[TEKS KUTIPAN]
╭──

Rabu, 27 Februari 2013

Ceritaku Tentang #NovelTakSempurna ~ Fahd Djibran - BondanF2B

Aku tak tahu apakah tulisan ini termasuk review atau resensi, namun aku lebih suka menyebutnya sebagai 'catatan kecil'--walaupun mungkin terlalu panjang dan membosankan. Jika kau mempunyai cukup waktu dan bersedia meluangkan sebagian kecil waktumu itu, aku berharap kau mau membaca catatan ini sampai selesai. Catatan ini berisi ceritaku tentang novel Tak Sempurna karya Fahd Djibran - Bondan Prakoso & Fade2Black. Bagaimana aku mendapatkannya, bagaimana caraku membaca dan memahami isi dan maksud buku ini, sensasi apa yang kudapat setelah baca novel ini dan sedikit 'curcolku'. Hehehe...

╰──

[INFORMASI YANG DITAMPILKAN]
╭──

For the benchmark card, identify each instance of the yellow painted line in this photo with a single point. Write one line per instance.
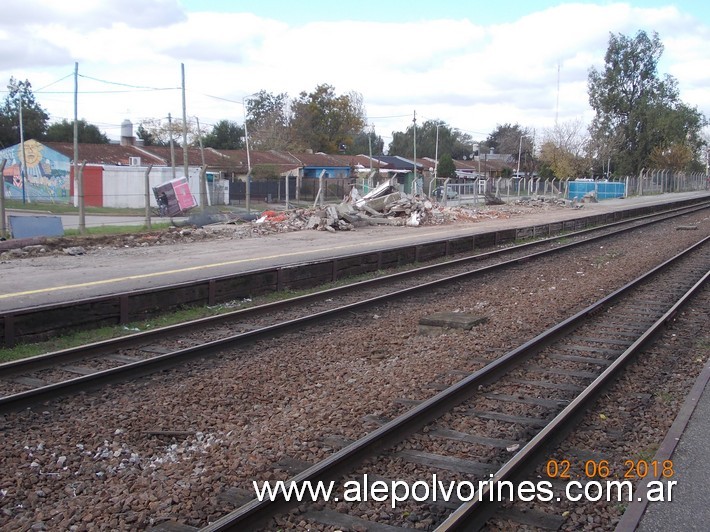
(193, 268)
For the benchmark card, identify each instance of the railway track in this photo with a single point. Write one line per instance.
(19, 325)
(495, 424)
(42, 378)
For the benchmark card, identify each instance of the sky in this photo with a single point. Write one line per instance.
(472, 65)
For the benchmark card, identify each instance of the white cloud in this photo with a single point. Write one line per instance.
(471, 76)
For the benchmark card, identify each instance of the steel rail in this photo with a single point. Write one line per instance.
(15, 316)
(474, 514)
(145, 367)
(255, 512)
(85, 351)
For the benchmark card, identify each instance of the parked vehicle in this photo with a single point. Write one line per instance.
(450, 193)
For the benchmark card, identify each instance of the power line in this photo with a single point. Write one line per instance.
(143, 87)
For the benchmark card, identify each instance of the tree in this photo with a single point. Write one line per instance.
(446, 166)
(366, 142)
(146, 136)
(34, 118)
(635, 110)
(506, 140)
(268, 121)
(158, 131)
(433, 137)
(322, 121)
(225, 135)
(64, 132)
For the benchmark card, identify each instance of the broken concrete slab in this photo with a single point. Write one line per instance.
(438, 323)
(34, 226)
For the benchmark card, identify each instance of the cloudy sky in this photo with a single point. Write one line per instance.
(474, 65)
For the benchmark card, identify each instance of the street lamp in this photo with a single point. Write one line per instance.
(520, 149)
(246, 141)
(23, 166)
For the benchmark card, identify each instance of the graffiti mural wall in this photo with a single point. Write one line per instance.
(47, 178)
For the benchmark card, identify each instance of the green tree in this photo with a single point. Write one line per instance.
(635, 110)
(147, 137)
(364, 142)
(323, 121)
(64, 132)
(225, 135)
(433, 137)
(34, 117)
(158, 132)
(446, 166)
(268, 121)
(506, 139)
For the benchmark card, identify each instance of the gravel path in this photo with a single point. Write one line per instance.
(91, 463)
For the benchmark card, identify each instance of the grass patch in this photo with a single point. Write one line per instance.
(118, 229)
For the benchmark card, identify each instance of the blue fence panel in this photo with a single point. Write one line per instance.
(604, 189)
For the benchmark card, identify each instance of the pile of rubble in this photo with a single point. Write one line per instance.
(383, 205)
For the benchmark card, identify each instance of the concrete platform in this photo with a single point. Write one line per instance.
(48, 280)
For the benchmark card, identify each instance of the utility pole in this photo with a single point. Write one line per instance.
(203, 180)
(23, 166)
(172, 146)
(414, 182)
(80, 176)
(2, 199)
(184, 131)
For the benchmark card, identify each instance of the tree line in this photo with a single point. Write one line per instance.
(639, 122)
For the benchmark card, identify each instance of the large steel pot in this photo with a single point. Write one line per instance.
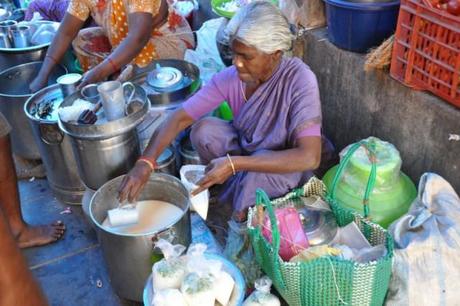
(10, 57)
(105, 151)
(169, 99)
(129, 257)
(55, 148)
(14, 91)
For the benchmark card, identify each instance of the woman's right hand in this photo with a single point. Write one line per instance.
(134, 182)
(38, 83)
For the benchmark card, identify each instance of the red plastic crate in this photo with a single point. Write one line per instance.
(426, 51)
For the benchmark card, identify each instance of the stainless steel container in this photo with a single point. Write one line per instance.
(20, 36)
(167, 162)
(107, 150)
(55, 148)
(129, 257)
(168, 98)
(188, 155)
(10, 57)
(14, 91)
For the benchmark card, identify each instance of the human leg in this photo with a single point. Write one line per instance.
(26, 235)
(17, 286)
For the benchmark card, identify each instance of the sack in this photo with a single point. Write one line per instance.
(323, 281)
(427, 240)
(309, 14)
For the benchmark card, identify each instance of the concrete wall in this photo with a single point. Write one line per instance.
(357, 104)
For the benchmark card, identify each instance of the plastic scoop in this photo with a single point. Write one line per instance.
(124, 215)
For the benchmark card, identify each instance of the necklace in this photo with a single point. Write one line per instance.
(243, 91)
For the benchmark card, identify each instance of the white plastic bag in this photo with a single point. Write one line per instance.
(262, 296)
(309, 14)
(426, 266)
(206, 55)
(168, 297)
(199, 285)
(190, 175)
(169, 272)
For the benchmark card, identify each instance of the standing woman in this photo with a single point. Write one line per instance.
(131, 31)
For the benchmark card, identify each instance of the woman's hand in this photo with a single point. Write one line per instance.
(92, 76)
(134, 182)
(217, 172)
(38, 83)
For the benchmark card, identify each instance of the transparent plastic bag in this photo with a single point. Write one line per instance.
(168, 297)
(262, 296)
(169, 272)
(199, 285)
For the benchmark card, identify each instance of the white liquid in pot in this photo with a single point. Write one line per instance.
(153, 216)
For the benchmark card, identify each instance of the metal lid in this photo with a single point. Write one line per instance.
(44, 104)
(69, 78)
(165, 157)
(164, 78)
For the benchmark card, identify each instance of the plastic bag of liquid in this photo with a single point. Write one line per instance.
(168, 297)
(170, 271)
(262, 296)
(199, 285)
(189, 176)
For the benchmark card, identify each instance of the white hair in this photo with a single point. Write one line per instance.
(261, 25)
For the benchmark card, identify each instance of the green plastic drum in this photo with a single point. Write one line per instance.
(393, 192)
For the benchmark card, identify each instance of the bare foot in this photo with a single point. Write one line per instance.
(39, 235)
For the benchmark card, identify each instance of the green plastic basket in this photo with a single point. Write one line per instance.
(325, 280)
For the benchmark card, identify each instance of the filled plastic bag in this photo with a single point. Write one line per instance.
(189, 176)
(262, 296)
(426, 265)
(169, 272)
(206, 55)
(168, 297)
(199, 285)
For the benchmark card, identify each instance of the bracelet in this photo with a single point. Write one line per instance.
(114, 66)
(231, 164)
(148, 162)
(51, 58)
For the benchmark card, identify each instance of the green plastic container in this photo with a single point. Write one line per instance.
(393, 192)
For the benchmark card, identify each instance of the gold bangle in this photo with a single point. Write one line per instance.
(231, 164)
(148, 162)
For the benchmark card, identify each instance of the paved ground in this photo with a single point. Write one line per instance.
(69, 270)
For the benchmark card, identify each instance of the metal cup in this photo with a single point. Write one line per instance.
(20, 36)
(6, 25)
(4, 41)
(90, 93)
(68, 83)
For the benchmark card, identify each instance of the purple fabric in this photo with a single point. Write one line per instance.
(293, 81)
(49, 10)
(280, 110)
(213, 138)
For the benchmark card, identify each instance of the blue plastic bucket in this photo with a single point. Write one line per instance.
(359, 26)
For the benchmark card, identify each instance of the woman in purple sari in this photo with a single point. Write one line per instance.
(274, 141)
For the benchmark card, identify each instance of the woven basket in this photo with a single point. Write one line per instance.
(325, 280)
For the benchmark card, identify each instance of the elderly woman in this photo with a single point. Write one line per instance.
(274, 141)
(135, 31)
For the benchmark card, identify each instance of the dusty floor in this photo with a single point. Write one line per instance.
(69, 270)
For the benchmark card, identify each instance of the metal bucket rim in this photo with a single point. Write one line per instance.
(30, 100)
(157, 174)
(22, 65)
(97, 132)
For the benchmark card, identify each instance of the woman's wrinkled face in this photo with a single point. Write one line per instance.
(253, 65)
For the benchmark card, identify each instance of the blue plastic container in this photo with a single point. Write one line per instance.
(359, 26)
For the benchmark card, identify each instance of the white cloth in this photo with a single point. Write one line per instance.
(426, 269)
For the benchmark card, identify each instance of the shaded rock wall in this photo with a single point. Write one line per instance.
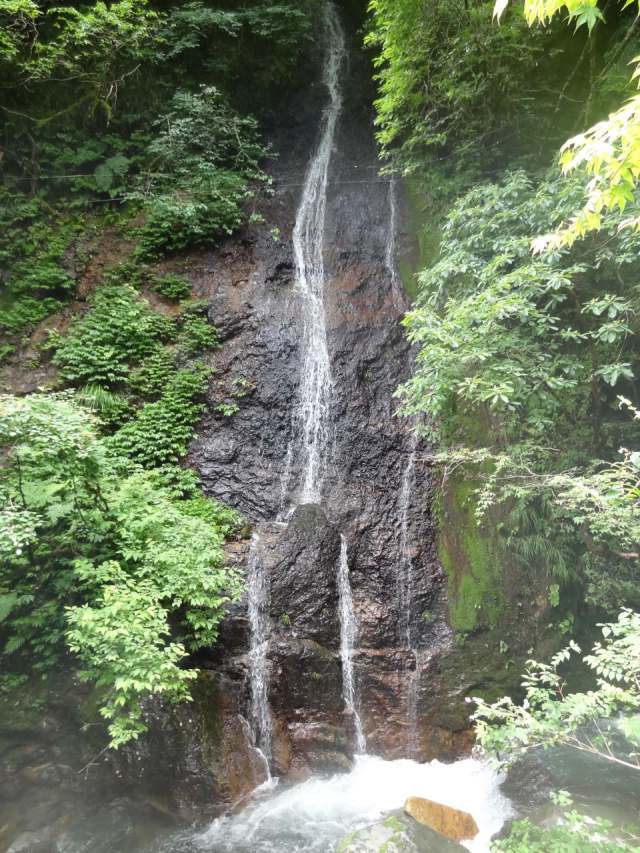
(244, 460)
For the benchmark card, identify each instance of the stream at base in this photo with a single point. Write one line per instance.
(315, 815)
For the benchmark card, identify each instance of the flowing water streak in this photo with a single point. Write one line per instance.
(308, 245)
(405, 598)
(348, 631)
(397, 289)
(259, 623)
(315, 815)
(405, 568)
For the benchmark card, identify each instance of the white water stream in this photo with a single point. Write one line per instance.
(348, 632)
(314, 816)
(397, 289)
(312, 415)
(260, 625)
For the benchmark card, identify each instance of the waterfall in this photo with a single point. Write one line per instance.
(397, 289)
(405, 597)
(348, 631)
(405, 568)
(259, 623)
(312, 414)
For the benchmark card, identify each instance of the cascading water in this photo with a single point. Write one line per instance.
(315, 815)
(405, 567)
(405, 597)
(397, 290)
(259, 623)
(348, 631)
(312, 415)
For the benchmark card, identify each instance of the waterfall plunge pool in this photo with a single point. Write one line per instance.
(314, 816)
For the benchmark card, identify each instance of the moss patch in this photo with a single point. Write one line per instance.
(423, 218)
(470, 559)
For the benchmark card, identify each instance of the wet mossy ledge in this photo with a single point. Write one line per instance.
(499, 608)
(471, 559)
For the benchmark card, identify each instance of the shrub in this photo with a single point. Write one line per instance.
(119, 329)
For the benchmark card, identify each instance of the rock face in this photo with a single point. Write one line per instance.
(397, 833)
(452, 823)
(252, 461)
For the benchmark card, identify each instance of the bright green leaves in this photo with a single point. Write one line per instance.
(518, 363)
(118, 330)
(580, 12)
(162, 429)
(550, 715)
(127, 563)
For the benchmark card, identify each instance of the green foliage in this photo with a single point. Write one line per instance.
(204, 159)
(119, 329)
(449, 80)
(550, 715)
(127, 567)
(574, 834)
(33, 243)
(536, 349)
(172, 287)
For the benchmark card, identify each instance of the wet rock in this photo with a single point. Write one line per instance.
(34, 842)
(397, 833)
(452, 823)
(302, 564)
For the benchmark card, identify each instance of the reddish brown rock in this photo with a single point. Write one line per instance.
(452, 823)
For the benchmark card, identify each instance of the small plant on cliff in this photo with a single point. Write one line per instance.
(204, 161)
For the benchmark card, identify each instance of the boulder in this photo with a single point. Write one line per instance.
(397, 833)
(452, 823)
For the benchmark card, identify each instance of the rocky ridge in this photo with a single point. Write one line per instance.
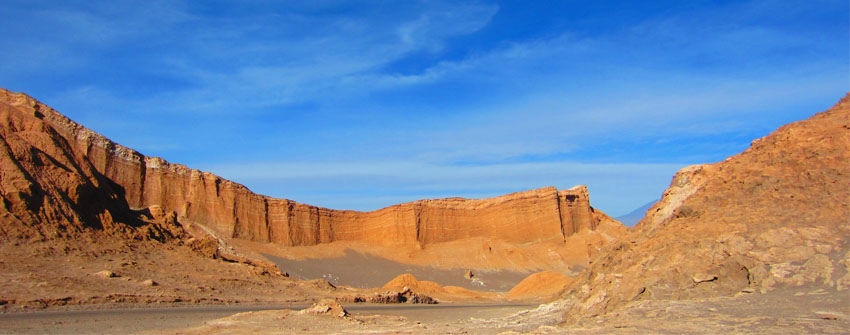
(137, 182)
(775, 215)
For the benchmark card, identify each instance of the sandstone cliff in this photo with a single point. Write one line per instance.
(776, 214)
(112, 174)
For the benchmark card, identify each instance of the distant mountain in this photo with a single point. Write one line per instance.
(634, 216)
(772, 216)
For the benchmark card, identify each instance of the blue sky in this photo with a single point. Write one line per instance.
(364, 104)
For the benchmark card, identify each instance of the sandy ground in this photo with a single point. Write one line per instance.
(785, 310)
(366, 271)
(183, 319)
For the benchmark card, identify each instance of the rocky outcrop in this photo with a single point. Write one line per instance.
(49, 188)
(230, 209)
(775, 214)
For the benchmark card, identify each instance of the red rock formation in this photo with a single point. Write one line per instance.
(776, 213)
(232, 210)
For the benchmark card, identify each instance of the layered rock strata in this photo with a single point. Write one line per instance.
(231, 209)
(773, 215)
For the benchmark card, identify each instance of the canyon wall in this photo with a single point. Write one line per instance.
(231, 209)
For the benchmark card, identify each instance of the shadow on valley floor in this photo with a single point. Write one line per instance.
(365, 271)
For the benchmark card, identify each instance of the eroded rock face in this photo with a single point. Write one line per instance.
(776, 214)
(114, 172)
(44, 178)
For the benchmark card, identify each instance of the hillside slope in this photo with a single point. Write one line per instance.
(774, 215)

╰──

[LATIHAN TERTULIS A] Tuliskan kembali secara persis bagian teks kutipan, mulai dari kata-kata yang memuat "Ceritaku Tentang #NovelTakSempurna" dan berakhir setelah "sedikit 'curcolku'. Hehehe...".
[LATIHAN TERTULIS B]
Jawablah pertanyaan berikut berdasarkan teks kutipan.
(i) Hari dan tanggal apa yang tercantum pada teks kutipan?
(ii) Dengan sebutan apa penulis lebih suka menamai tulisannya?
(iii) Novel apa yang diceritakan dalam teks kutipan, dan siapa pengarangnya?
Entri tersebut merupakan bahan tersendiri yang terpisah dari teks kutipan.

[HASIL LATIHAN A]
Ceritaku Tentang #NovelTakSempurna ~ Fahd Djibran - BondanF2B

Aku tak tahu apakah tulisan ini termasuk review atau resensi, namun aku lebih suka menyebutnya sebagai 'catatan kecil'--walaupun mungkin terlalu panjang dan membosankan. Jika kau mempunyai cukup waktu dan bersedia meluangkan sebagian kecil waktumu itu, aku berharap kau mau membaca catatan ini sampai selesai. Catatan ini berisi ceritaku tentang novel Tak Sempurna karya Fahd Djibran - Bondan Prakoso & Fade2Black. Bagaimana aku mendapatkannya, bagaimana caraku membaca dan memahami isi dan maksud buku ini, sensasi apa yang kudapat setelah baca novel ini dan sedikit 'curcolku'. Hehehe...

[HASIL LATIHAN B]
(i) Rabu, 27 Februari 2013.
(ii) 'Catatan kecil'.
(iii) Novel Tak Sempurna karya Fahd Djibran - Bondan Prakoso & Fade2Black.